- TEXTO ANALIZADO:

····················

Lo más inquietante del caso Volkswagen no es el amplio daño reputacional que ha generado. Angela Merkel y Sigmar Gabriel, entre otros, han subrayado el perjuicio para la marca made in Germany, obviamente para Volkswagen, pero también para el resto del mundo automovilístico alemán y para todo su sector industrial que hasta ahora gozaba de atributos de fiabilidad, honestidad y eficiencia que eran indiscutidos. Esto es el resultado obvio de haber sido pillado haciendo trampas.
Tampoco tendrá graves consecuencias el asunto del daño ambiental que ya no tiene arreglo. Del mismo modo que parece exagerado pensar, como sugieren en voz baja algunos ejecutivos, que estemos ante una conspiración de poderes ocultos para acabar con la mecánica diésel.
Ni siquiera la constatación de que los capitanes de industria, la supuestamente brillante columna vertebral de la economía alemana, puedan ser tanto o más tramposos que los de otras latitudes resulta ya sorprendente. Lo llamativo de este caso es la naturaleza de la trampa: un dispositivo de software situado en la centralita del coche que modifica el rendimiento del motor en determinadas circunstancias de su vida. En síntesis, un virus troyano en el motor del coche.
El asunto es revolucionario porque el consumidor está habituado a que los productos puedan venir defectuosos o dañados de fábrica, o que se deterioren más rápido de lo habitual, pero no a que modifiquen su rendimiento en forma caprichosa mientras están en funcionamiento. Cuando compramos una lechuga, sabemos que esta se deteriorará al cabo de unos días si la abandonamos, pero ¿qué ocurriría si tuviera un software-gen que hiciera que pareciera verde y fresca cada vez que abrimos la puerta del frigorífico? Nos la comeríamos podrida.
La imagen de Pinocho que una activista de Greenpeace exhibió ante la fábrica de Wolfsburgo el otro día resulta muy significativa. No sólo por el mensaje básico de que la compañía ha mentido como hacía el muñeco, sino porque éste cobró vida propia para colmar los anhelos de Geppetto-Piech, el Juguetero loco (curiosamente uno de los primitivos villanos de Supermán) de esta historia. El cuento centroeuropeo que mejor calza con lo ocurrido es El soldadito de plomo de Hans Christian Andersen, relato que también está detrás de argumentos como Toy Story: los objetos inanimados pueden conducirse autónomamente cuando nadie está mirando, o precisamente cuando alguien con un medidor de gases lo está haciendo.
Entre las agencias de control de daños se confía en que está crisis se superará porque los usuarios no se han visto perjudicados directamente. Sin embargo, debates como el de la obsolescencia programada -también relacionado con la existencia de troyanos en productos de consumo-, van a repotenciarse y la pérdida de confianza por la premeditación de esta sofisticada trampa es inevitable. Volkswagen no ha dinamitado la fiabilidad y eficiencia de sus motores, sino la honestidad de los mismos.

····················

- INFORMACIÓN PROPORCIONADA:

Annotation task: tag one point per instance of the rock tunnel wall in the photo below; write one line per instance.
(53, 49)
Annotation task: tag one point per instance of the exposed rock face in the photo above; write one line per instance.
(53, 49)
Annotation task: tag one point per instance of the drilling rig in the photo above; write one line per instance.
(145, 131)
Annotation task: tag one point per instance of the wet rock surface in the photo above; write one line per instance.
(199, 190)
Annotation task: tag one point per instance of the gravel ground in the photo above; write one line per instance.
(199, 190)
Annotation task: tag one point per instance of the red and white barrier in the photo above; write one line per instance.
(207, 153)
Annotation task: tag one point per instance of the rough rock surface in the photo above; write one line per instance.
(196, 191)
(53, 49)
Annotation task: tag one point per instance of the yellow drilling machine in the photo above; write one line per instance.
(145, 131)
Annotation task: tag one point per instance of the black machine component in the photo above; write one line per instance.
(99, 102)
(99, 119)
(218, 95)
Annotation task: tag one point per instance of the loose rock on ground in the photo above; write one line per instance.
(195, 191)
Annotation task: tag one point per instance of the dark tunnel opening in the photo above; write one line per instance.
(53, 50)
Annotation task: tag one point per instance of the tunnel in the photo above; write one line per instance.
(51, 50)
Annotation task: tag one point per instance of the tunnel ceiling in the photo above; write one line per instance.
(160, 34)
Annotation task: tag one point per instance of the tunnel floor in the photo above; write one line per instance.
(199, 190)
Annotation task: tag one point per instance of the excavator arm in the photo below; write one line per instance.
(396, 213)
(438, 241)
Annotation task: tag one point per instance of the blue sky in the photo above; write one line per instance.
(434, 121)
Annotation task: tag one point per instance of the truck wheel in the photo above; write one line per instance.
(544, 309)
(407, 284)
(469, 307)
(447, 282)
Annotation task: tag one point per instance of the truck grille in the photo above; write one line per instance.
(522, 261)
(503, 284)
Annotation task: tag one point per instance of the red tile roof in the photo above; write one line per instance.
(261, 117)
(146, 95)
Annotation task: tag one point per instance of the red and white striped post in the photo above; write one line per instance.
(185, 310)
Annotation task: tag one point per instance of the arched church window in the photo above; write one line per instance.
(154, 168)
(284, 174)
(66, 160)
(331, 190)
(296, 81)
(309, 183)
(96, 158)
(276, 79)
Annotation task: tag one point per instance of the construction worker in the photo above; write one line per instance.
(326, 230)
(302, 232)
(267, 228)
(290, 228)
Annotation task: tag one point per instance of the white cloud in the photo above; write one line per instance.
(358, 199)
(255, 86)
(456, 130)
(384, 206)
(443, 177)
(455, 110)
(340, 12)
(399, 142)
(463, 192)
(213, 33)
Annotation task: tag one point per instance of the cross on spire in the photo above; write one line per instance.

····················

Copia el tramo del texto sobre el caso Volkswagen que va desde "El asunto es" hasta "la comeríamos podrida." y reemplaza "lechuga" por "manzana". No hace falta consultar los ítems.

- RESPUESTA ESPERADA:
El asunto es revolucionario porque el consumidor está habituado a que los productos puedan venir defectuosos o dañados de fábrica, o que se deterioren más rápido de lo habitual, pero no a que modifiquen su rendimiento en forma caprichosa mientras están en funcionamiento. Cuando compramos una manzana, sabemos que esta se deteriorará al cabo de unos días si la abandonamos, pero ¿qué ocurriría si tuviera un software-gen que hiciera que pareciera verde y fresca cada vez que abrimos la puerta del frigorífico? Nos la comeríamos podrida.